### EXTRACTED ENTRIES:
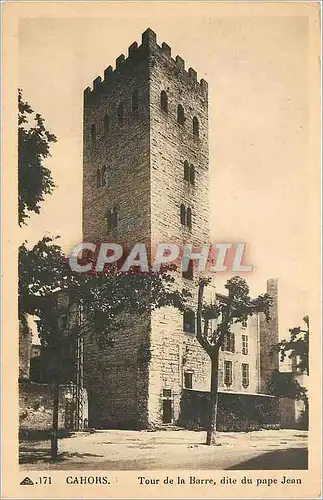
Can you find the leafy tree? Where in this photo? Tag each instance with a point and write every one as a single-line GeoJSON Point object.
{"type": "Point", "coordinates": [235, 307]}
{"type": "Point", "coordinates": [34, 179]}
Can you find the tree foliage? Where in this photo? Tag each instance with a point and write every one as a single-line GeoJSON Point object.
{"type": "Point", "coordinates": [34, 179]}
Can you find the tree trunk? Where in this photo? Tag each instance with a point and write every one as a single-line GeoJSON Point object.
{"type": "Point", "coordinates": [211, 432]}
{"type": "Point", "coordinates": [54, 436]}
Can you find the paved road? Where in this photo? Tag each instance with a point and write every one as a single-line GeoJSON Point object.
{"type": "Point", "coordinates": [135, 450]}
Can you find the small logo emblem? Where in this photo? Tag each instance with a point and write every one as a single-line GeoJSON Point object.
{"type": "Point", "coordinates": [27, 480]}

--

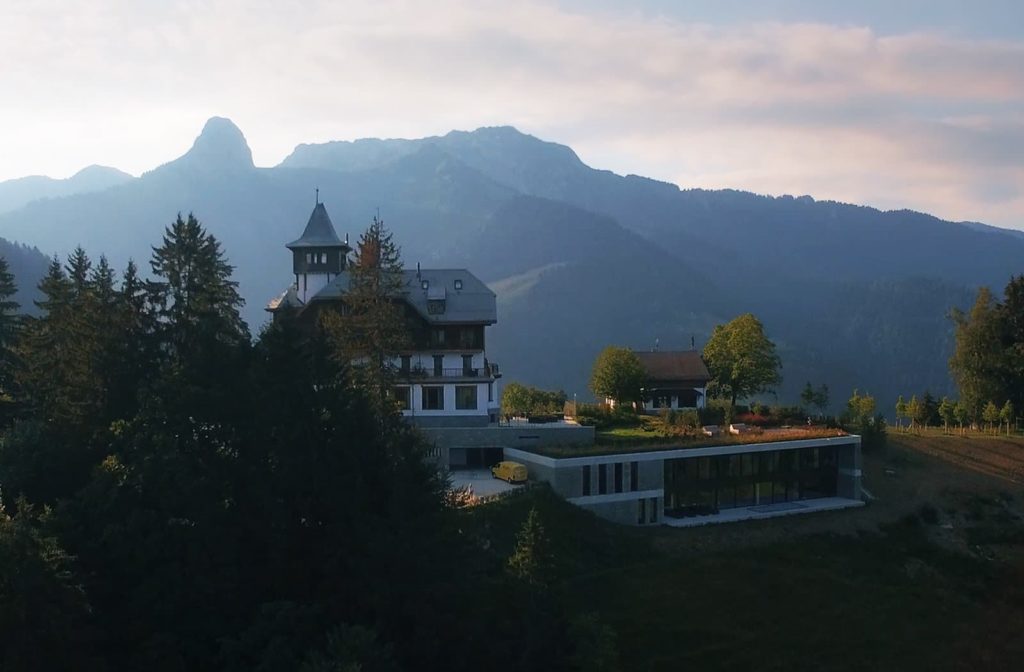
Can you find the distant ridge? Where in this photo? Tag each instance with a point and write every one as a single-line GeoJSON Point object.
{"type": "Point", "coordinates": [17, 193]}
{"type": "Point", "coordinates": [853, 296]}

--

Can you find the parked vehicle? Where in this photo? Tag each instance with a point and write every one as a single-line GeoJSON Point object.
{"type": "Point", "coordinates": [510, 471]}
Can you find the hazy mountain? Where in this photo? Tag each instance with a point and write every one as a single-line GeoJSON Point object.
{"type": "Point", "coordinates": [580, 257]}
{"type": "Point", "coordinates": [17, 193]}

### REQUIRED WORK:
Gather every line of the material above that contains the word "tree", and list each one in full.

### WRITTEN SOLUTION:
Can you find the leafy tree? Where in this photo? Tag each instance with a point and write every one as a single-line GeoJSON Point object.
Can you find the tree foliage? Where in this photo? Tag each instance with a point and write every one as a single-line GeoJSON Point object.
Can you find the tree trunk? Where in this photo? Tag each instance with a point and write every one as a single-line GeoJSON Point object.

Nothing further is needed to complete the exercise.